INPUT
====

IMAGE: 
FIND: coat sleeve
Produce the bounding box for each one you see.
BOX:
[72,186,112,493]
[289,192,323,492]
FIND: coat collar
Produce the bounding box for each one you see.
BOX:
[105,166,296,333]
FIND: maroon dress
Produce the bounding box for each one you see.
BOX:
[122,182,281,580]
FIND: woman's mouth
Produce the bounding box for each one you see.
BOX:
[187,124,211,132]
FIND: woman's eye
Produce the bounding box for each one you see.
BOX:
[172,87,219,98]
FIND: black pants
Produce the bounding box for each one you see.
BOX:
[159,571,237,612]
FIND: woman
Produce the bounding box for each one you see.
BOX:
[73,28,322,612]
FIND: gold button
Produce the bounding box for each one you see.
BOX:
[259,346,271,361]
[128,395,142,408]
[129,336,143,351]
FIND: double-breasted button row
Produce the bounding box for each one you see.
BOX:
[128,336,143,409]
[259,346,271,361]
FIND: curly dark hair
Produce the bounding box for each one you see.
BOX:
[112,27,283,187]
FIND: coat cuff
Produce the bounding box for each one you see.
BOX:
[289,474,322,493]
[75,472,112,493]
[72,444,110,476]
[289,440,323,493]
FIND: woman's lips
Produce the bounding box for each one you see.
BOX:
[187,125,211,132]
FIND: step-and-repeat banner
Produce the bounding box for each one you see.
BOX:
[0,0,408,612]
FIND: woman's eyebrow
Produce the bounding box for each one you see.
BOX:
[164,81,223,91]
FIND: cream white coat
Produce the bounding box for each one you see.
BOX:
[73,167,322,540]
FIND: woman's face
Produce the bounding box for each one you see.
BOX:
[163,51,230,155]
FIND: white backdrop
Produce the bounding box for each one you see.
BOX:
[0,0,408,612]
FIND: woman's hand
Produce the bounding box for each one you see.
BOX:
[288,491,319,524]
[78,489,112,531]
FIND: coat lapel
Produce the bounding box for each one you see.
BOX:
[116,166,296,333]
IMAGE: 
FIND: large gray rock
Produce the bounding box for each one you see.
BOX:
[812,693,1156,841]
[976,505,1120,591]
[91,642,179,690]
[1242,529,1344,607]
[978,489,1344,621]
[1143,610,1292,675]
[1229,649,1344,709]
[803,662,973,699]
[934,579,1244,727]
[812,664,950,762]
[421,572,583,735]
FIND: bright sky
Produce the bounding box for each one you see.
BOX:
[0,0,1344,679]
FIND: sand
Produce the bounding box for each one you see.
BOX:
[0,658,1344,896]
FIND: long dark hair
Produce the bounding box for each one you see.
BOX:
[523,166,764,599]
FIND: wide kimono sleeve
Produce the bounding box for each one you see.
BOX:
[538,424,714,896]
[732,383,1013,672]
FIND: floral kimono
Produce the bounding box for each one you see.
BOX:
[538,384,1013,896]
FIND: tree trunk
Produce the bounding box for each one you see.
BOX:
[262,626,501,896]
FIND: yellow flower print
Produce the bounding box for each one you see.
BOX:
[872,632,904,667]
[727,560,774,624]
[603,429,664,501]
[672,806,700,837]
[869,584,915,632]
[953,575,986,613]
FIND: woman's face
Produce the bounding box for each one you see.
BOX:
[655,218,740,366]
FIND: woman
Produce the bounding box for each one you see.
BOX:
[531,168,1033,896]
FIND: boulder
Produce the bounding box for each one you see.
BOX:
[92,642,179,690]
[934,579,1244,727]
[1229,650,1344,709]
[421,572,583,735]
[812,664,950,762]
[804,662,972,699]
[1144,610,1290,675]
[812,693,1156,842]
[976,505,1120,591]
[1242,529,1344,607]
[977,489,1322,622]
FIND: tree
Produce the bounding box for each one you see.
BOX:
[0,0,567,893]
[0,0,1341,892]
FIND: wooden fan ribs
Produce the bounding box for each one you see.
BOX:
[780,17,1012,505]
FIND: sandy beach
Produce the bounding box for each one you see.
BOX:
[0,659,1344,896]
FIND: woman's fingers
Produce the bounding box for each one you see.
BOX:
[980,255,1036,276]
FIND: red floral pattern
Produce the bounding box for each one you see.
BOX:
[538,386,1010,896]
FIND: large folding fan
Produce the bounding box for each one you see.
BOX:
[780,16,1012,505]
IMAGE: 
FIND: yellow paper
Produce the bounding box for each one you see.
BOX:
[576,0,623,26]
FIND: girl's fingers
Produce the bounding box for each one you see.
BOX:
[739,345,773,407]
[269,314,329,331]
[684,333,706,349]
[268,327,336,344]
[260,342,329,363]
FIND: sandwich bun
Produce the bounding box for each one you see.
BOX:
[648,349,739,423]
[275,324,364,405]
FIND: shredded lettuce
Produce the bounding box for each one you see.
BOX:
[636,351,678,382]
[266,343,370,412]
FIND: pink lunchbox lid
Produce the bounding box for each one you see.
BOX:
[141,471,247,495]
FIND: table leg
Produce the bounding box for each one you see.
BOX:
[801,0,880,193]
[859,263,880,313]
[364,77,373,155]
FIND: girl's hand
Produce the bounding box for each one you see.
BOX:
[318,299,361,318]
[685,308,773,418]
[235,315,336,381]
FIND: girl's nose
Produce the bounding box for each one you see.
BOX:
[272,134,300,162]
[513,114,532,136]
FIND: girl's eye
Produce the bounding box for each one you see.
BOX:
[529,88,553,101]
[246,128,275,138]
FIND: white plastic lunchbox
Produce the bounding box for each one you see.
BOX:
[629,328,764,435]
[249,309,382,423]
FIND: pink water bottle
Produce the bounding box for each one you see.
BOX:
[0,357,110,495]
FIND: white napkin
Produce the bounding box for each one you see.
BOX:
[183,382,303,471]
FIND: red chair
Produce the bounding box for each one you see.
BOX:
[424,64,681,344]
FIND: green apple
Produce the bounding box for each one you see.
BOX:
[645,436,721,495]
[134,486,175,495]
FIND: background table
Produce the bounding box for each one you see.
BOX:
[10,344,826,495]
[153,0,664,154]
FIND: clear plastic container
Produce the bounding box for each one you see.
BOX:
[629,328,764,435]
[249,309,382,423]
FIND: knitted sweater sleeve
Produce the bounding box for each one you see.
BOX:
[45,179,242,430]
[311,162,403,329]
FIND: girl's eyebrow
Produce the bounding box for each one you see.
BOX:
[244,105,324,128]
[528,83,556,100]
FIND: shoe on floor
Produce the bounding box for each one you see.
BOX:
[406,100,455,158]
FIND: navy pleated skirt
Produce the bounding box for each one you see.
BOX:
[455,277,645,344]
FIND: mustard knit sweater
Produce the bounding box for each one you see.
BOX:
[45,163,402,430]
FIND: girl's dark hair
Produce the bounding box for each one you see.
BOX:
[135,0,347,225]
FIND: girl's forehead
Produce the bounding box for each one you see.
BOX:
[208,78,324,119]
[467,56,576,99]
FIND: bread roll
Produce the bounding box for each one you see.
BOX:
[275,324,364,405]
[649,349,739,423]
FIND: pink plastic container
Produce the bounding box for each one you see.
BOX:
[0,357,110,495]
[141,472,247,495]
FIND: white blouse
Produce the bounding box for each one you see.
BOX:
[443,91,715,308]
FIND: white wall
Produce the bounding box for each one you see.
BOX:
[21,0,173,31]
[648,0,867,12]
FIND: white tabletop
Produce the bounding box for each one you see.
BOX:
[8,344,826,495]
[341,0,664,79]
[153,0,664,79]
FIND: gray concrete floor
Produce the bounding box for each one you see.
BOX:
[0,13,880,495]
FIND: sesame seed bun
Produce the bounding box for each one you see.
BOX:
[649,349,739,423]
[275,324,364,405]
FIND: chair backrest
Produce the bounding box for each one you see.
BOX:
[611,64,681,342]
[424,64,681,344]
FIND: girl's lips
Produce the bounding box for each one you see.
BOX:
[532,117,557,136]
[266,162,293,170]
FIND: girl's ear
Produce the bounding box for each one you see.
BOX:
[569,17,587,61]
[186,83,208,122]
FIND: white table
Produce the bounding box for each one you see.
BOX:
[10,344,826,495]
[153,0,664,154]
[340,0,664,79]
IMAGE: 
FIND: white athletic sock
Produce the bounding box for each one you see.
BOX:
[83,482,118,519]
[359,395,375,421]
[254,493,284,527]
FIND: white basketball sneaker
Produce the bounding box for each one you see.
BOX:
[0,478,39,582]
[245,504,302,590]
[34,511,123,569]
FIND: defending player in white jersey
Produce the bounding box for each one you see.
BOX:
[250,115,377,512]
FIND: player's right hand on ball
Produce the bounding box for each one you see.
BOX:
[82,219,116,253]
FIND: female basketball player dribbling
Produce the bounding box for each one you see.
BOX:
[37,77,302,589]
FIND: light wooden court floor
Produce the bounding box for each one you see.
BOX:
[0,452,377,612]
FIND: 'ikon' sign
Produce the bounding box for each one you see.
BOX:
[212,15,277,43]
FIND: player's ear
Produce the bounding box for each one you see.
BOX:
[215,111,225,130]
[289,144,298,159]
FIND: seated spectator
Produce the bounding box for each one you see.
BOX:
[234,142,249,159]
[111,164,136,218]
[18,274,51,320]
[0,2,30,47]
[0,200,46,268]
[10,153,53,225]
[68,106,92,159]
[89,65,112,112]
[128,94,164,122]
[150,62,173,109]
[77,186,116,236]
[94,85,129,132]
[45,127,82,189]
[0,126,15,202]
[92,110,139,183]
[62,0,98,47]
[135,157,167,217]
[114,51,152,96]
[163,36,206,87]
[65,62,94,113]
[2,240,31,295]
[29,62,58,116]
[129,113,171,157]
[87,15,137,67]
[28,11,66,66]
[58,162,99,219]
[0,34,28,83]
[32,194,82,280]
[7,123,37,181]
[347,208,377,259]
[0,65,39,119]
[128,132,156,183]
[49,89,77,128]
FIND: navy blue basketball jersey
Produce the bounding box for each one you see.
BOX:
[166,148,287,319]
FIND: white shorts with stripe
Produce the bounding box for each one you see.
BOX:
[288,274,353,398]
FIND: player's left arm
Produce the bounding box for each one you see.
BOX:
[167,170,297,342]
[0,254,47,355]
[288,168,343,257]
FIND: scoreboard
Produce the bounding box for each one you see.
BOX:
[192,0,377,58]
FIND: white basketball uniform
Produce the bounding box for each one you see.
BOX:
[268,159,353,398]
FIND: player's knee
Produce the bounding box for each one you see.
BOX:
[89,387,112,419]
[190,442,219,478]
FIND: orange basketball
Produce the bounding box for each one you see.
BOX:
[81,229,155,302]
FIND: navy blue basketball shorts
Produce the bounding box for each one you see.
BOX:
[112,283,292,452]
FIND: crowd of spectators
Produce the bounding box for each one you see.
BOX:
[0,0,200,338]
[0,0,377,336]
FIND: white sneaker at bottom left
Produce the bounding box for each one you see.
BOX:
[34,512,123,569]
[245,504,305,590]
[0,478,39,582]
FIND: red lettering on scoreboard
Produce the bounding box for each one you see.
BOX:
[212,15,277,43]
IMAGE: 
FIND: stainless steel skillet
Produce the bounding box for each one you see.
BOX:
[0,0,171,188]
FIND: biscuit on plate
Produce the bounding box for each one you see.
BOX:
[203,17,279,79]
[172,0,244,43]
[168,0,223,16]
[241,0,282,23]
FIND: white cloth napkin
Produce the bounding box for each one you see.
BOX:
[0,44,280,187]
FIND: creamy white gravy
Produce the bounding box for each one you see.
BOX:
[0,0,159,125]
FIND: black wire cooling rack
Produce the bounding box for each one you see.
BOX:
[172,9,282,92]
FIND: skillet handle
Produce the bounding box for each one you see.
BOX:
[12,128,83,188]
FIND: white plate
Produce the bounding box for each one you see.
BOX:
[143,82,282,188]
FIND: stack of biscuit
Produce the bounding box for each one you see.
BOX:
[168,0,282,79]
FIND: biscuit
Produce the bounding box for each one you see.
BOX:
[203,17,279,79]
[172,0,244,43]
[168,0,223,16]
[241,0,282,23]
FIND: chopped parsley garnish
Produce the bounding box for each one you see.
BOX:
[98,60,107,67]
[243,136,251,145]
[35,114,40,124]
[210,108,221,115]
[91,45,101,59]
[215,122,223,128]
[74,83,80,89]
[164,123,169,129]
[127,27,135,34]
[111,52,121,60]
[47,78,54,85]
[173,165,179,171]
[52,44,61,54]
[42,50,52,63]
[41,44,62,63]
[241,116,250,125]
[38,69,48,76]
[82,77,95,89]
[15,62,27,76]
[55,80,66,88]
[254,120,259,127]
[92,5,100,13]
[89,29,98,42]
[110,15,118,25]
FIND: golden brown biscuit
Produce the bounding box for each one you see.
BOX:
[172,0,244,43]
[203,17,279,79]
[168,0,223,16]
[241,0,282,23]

====

REQUIREMENT
Please write out everything from the line containing "FIND: golden brown biscuit" down to the end of the rows, leaving each line unchanged except that every bounding box coordinate is shifted by adding -94 to it.

SOLUTION FOR THIS EXERCISE
FIND: golden brown biscuit
Produce the bounding box for each one you see.
BOX:
[78,-94,150,-51]
[109,-77,185,-15]
[74,-94,129,-78]
[147,-94,188,-71]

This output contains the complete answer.